Tarea asignada 1 » En el texto sobre el taller de cocina, ¿qué hace la brigada con los platillos después de probarlos un poquito?

***** Texto proporcionado *****

En la cocina es común frustrarse porque no salen bien las cosas, preocuparse en la preparación previa, saber si algo va a quedar o no, si hiciste bien la lista de los insumos y de hecho los trajiste todos, si pediste todo el material de cocina que vas a ocupar, no olvidar el cloro, no olvidar la caja de secos ni la de fríos, no olvidar descongelar el pollo para esta semana y haber dejado remojando los tamarindos. El día de taller es frecuente andarse peleando en la cocina, apúrate con esto, ya termina de picar lo otro, por qué compraste esta mantequilla tan barata, mira cómo ya se cortó toda la salsa, ya Diego, deja de hablarme de usted. Pasan cinco horas de volada. Sabes que pase lo que pase, a las 2 y cacho de la tarde, ya estarás frente al chef presentando tus platillos y él te dará el veredicto de si quedó bien o mal, y después te dirá: cómetelo rápido. En mi brigada, y supongo que en todas las demás también, normalmente comemos un poquito para saber a qué sabe, y luego lo guardamos en tuppers para llevarlo a la casa de cada quien. Ese momento de probar redime todo lo que pasó antes. Te sonríes con tus compañeros y puedes comentar en paz qué salió bien y qué salió mal, te abres a que te digan en qué podrías cambiar y están abiertos a recibir también los ajustes para la siguiente vez. Sin importar cuánto te gritaste o frustraste o desesperaste, en ese momento todo se borra. Todo valió la pena.

***** Datos proporcionados *****

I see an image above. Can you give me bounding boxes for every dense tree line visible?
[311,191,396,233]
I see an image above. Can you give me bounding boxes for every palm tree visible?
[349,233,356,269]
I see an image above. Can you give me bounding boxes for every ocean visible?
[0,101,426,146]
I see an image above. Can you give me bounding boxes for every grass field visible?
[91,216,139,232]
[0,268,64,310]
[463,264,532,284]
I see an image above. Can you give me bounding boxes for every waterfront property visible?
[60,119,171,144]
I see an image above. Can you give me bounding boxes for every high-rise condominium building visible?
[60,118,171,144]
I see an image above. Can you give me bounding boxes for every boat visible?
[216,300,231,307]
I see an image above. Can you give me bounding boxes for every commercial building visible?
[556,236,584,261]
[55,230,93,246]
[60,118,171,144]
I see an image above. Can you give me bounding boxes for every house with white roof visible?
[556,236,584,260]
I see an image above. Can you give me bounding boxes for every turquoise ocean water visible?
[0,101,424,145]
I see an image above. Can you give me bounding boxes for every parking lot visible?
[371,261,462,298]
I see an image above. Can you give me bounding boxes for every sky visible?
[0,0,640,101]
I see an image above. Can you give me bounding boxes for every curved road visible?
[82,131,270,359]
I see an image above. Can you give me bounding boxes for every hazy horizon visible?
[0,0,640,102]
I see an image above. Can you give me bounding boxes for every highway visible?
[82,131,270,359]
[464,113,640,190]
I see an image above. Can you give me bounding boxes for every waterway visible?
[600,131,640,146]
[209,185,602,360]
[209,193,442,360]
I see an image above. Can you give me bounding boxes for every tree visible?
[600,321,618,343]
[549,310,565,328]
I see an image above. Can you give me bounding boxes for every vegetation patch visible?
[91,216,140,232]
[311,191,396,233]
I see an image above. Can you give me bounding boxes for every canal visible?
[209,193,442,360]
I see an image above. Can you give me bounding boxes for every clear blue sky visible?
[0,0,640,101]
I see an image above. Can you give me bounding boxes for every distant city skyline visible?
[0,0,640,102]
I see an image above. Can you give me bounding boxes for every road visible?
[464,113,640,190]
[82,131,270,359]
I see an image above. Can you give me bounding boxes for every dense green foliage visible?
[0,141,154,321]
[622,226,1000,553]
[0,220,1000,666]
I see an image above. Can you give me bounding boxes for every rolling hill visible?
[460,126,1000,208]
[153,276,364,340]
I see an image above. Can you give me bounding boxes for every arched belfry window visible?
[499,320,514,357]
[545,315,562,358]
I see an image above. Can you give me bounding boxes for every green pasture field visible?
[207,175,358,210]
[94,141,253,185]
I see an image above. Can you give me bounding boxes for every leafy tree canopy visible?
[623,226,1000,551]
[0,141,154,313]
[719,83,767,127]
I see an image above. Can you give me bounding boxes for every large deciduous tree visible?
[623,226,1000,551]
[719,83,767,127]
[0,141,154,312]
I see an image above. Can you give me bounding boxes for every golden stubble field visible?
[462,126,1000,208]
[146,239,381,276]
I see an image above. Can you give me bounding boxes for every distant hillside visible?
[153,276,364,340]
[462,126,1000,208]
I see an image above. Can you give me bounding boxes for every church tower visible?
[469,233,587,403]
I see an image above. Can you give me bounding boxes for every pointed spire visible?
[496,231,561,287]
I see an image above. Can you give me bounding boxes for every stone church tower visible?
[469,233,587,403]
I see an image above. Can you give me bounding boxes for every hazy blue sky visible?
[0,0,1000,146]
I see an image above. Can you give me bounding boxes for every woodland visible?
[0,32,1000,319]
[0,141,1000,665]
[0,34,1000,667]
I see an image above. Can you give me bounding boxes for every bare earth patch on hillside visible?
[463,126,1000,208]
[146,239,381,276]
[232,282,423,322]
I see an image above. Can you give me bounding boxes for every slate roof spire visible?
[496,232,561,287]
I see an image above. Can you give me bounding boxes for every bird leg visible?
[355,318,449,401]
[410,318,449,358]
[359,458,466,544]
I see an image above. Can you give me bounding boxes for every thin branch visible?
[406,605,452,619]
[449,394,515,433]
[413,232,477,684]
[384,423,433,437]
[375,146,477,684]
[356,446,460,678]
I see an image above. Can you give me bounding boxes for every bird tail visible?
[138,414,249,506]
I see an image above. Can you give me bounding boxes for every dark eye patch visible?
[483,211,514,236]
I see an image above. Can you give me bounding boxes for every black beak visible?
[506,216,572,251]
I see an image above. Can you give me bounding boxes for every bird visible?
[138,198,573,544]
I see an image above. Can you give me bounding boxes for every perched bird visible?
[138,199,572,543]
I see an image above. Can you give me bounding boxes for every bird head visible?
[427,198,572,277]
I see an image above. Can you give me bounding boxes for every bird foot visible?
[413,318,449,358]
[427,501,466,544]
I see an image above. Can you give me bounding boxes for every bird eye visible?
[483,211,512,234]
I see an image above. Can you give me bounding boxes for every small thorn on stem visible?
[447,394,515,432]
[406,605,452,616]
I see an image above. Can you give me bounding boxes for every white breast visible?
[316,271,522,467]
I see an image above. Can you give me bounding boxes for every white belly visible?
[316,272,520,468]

*****

Tarea asignada 2 » Actualiza el tramo de las entradas que va desde la línea que contiene "every canal visible?" hasta la que contiene "[0,220,1000,666]", ambas incluidas. Cambia "Can you give me" por "Could you provide", deja todo lo demás igual y entrega solo esas líneas.

Resultado correcto 1 » Los guarda en tuppers para llevarlos a la casa de cada quien.

Resultado correcto 2 »
I see an image above. Could you provide bounding boxes for every canal visible?
[209,193,442,360]
I see an image above. Could you provide bounding boxes for every clear blue sky visible?
[0,0,640,101]
I see an image above. Could you provide bounding boxes for every distant city skyline visible?
[0,0,640,102]
I see an image above. Could you provide bounding boxes for every road visible?
[464,113,640,190]
[82,131,270,359]
I see an image above. Could you provide bounding boxes for every dense green foliage visible?
[0,141,154,321]
[622,226,1000,553]
[0,220,1000,666]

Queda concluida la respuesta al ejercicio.